----- Records supplied
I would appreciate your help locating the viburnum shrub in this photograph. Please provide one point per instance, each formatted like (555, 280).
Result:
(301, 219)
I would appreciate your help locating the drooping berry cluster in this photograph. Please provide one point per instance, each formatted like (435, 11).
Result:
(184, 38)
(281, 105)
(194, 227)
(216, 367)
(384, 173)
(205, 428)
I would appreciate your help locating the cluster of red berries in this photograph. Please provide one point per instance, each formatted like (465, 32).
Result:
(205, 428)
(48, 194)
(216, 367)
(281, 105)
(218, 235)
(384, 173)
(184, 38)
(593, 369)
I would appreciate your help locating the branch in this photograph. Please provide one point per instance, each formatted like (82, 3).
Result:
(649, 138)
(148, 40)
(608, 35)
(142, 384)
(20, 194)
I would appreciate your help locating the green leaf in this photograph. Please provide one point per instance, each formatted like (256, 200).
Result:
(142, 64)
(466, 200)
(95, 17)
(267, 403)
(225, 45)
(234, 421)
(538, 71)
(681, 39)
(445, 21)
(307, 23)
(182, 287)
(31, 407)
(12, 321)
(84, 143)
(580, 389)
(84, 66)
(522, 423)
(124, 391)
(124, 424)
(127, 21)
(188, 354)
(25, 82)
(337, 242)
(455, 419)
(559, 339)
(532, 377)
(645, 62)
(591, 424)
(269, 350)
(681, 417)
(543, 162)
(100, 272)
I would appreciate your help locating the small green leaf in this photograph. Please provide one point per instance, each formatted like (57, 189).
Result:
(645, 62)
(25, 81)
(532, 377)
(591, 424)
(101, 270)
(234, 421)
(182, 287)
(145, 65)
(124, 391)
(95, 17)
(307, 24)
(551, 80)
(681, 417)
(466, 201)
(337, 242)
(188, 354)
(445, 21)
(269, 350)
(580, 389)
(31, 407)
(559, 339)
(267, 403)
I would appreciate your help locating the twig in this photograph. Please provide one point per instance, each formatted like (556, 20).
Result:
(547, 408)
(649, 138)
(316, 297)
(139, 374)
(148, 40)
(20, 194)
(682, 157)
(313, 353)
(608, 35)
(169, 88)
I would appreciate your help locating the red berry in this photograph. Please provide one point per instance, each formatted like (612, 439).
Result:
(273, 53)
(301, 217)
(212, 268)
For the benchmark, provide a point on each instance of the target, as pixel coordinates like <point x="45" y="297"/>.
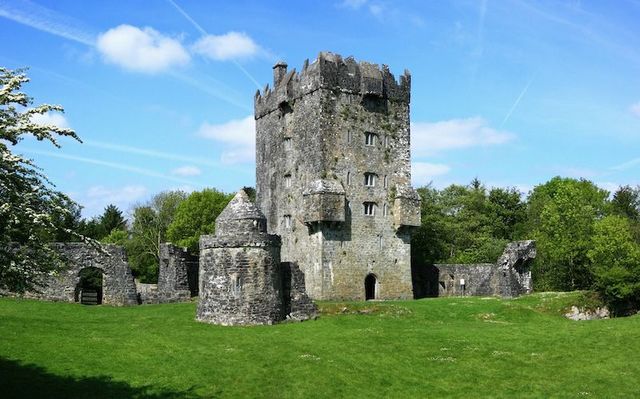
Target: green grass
<point x="445" y="347"/>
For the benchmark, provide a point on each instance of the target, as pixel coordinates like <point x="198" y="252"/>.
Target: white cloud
<point x="237" y="136"/>
<point x="355" y="4"/>
<point x="230" y="46"/>
<point x="50" y="118"/>
<point x="186" y="171"/>
<point x="428" y="138"/>
<point x="423" y="172"/>
<point x="141" y="50"/>
<point x="97" y="198"/>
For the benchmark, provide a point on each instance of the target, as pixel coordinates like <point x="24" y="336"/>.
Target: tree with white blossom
<point x="30" y="207"/>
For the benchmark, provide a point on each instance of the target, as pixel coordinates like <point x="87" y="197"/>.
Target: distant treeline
<point x="586" y="238"/>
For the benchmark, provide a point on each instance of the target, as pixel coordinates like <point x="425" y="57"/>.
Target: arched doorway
<point x="89" y="287"/>
<point x="370" y="287"/>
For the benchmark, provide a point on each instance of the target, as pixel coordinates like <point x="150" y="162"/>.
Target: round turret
<point x="240" y="217"/>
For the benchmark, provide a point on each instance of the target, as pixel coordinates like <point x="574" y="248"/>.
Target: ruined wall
<point x="177" y="273"/>
<point x="118" y="286"/>
<point x="240" y="276"/>
<point x="509" y="277"/>
<point x="318" y="132"/>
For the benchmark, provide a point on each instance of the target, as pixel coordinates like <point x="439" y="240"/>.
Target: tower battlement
<point x="332" y="72"/>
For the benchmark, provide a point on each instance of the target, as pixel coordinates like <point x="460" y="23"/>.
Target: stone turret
<point x="240" y="276"/>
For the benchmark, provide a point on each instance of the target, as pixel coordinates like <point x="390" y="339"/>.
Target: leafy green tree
<point x="468" y="224"/>
<point x="112" y="219"/>
<point x="30" y="208"/>
<point x="507" y="212"/>
<point x="428" y="242"/>
<point x="196" y="216"/>
<point x="561" y="216"/>
<point x="615" y="263"/>
<point x="149" y="230"/>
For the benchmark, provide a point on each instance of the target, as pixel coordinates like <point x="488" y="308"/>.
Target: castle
<point x="332" y="219"/>
<point x="333" y="176"/>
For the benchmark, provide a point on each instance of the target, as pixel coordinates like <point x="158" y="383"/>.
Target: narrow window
<point x="370" y="208"/>
<point x="370" y="139"/>
<point x="370" y="179"/>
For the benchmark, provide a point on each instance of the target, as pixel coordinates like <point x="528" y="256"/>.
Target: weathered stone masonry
<point x="509" y="277"/>
<point x="334" y="175"/>
<point x="118" y="286"/>
<point x="241" y="279"/>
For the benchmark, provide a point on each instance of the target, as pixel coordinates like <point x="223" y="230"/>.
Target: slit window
<point x="369" y="208"/>
<point x="370" y="179"/>
<point x="370" y="139"/>
<point x="287" y="221"/>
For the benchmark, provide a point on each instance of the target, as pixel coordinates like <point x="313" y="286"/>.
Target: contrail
<point x="49" y="21"/>
<point x="626" y="165"/>
<point x="46" y="20"/>
<point x="112" y="165"/>
<point x="515" y="104"/>
<point x="148" y="153"/>
<point x="204" y="33"/>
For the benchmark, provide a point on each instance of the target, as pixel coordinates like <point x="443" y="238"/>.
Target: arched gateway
<point x="370" y="287"/>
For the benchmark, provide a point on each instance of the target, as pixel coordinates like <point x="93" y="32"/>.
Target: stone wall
<point x="242" y="281"/>
<point x="318" y="133"/>
<point x="118" y="287"/>
<point x="510" y="276"/>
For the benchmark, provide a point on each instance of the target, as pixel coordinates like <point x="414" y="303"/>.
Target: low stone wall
<point x="510" y="276"/>
<point x="118" y="287"/>
<point x="479" y="279"/>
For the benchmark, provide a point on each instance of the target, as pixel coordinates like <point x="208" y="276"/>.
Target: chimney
<point x="279" y="70"/>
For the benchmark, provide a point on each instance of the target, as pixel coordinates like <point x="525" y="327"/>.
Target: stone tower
<point x="334" y="176"/>
<point x="240" y="276"/>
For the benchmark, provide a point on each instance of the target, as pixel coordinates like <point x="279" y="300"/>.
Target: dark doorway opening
<point x="370" y="286"/>
<point x="89" y="287"/>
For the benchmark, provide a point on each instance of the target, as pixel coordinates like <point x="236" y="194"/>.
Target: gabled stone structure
<point x="241" y="278"/>
<point x="334" y="176"/>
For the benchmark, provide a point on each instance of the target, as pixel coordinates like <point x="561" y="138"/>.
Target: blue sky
<point x="161" y="91"/>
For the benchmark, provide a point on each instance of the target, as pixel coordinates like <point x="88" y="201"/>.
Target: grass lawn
<point x="442" y="347"/>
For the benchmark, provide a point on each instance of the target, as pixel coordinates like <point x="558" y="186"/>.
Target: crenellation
<point x="331" y="72"/>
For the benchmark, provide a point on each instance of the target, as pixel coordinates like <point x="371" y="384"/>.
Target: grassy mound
<point x="444" y="347"/>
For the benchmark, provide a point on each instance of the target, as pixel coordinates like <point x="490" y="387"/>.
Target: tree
<point x="196" y="216"/>
<point x="561" y="216"/>
<point x="30" y="207"/>
<point x="112" y="219"/>
<point x="149" y="230"/>
<point x="615" y="263"/>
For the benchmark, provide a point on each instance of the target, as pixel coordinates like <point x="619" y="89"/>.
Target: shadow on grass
<point x="30" y="381"/>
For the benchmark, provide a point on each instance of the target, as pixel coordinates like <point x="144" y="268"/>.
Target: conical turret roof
<point x="240" y="207"/>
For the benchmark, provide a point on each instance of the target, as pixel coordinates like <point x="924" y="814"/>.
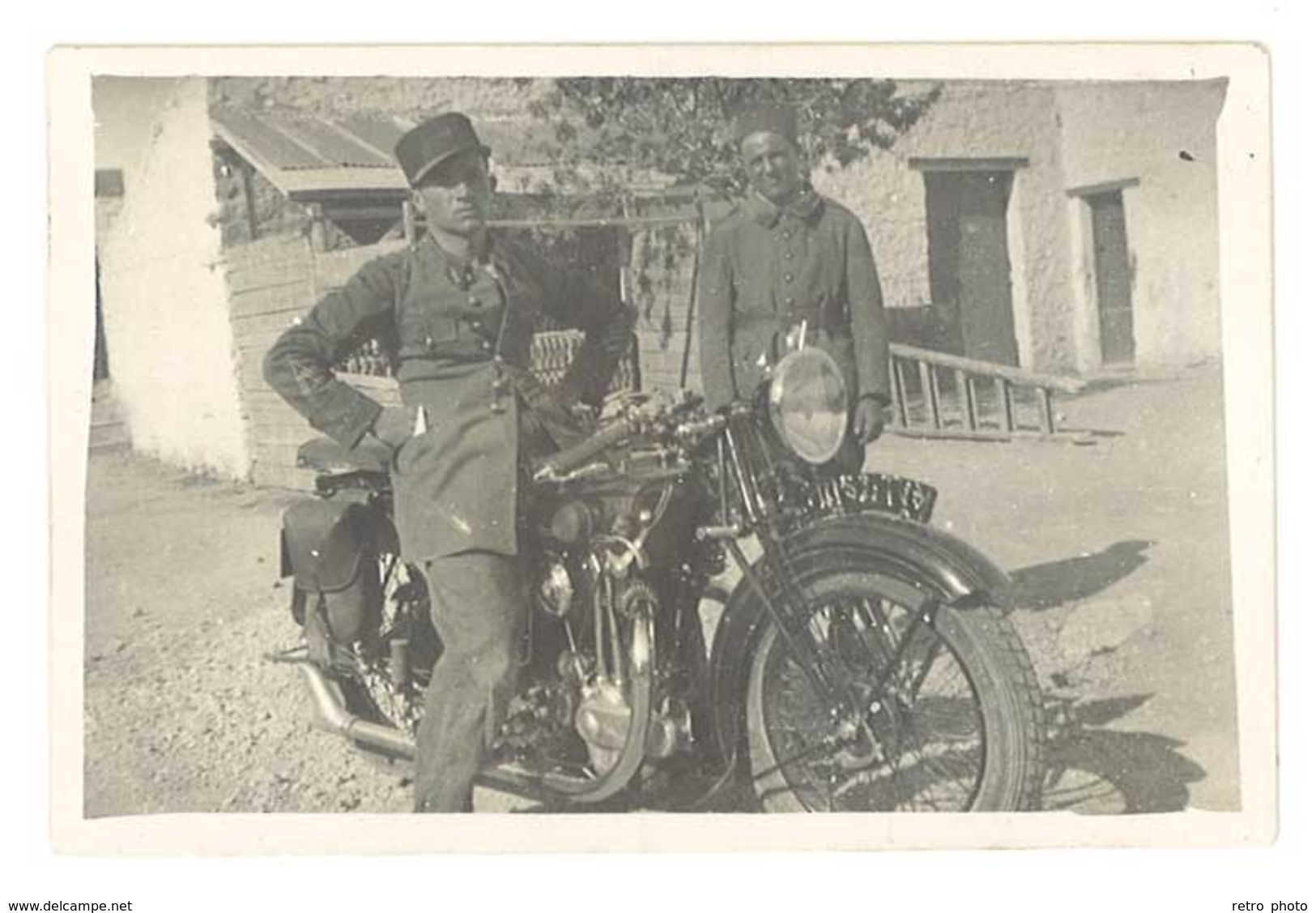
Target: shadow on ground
<point x="1109" y="771"/>
<point x="1050" y="584"/>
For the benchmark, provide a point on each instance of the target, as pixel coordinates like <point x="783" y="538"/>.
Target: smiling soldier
<point x="783" y="257"/>
<point x="458" y="309"/>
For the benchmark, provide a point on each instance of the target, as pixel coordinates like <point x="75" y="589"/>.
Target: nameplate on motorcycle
<point x="871" y="491"/>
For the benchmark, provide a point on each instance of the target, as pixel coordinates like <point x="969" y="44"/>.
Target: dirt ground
<point x="1119" y="550"/>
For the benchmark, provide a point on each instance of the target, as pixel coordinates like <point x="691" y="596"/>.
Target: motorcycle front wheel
<point x="949" y="713"/>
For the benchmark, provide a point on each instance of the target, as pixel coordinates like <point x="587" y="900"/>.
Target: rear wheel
<point x="947" y="706"/>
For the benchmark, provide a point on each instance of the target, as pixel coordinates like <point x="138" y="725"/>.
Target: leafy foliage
<point x="680" y="128"/>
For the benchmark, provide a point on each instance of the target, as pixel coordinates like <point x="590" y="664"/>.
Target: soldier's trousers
<point x="478" y="604"/>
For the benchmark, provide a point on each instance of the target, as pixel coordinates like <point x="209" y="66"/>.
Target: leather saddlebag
<point x="330" y="552"/>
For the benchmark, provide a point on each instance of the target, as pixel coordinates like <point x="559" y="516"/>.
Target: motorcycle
<point x="861" y="661"/>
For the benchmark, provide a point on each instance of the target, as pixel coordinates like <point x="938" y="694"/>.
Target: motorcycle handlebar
<point x="579" y="454"/>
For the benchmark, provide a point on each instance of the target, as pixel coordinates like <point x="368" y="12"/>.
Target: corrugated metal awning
<point x="307" y="156"/>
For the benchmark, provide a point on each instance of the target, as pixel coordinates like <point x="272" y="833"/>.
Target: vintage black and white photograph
<point x="627" y="444"/>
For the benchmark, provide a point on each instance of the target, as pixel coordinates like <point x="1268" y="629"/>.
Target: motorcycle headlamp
<point x="808" y="405"/>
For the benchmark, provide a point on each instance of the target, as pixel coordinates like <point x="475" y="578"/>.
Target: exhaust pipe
<point x="333" y="717"/>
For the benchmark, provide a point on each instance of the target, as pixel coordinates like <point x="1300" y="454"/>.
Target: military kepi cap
<point x="428" y="145"/>
<point x="768" y="118"/>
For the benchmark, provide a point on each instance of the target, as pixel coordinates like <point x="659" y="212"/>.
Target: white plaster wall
<point x="166" y="301"/>
<point x="1137" y="130"/>
<point x="975" y="120"/>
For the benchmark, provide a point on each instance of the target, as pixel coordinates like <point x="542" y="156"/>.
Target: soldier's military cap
<point x="432" y="143"/>
<point x="768" y="118"/>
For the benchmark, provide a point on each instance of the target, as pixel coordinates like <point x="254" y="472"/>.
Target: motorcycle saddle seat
<point x="328" y="455"/>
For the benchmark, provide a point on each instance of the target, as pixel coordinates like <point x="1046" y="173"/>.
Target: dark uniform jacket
<point x="766" y="269"/>
<point x="456" y="483"/>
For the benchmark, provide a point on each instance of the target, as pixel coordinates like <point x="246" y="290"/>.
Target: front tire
<point x="957" y="727"/>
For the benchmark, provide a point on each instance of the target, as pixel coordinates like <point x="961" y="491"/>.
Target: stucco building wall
<point x="974" y="122"/>
<point x="1073" y="136"/>
<point x="166" y="304"/>
<point x="1164" y="137"/>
----------
** What the task requires **
Pull out every line of the records above that contains the string "wheel", matching case exactly.

** Output below **
Target: motorcycle front wheel
Target: rear wheel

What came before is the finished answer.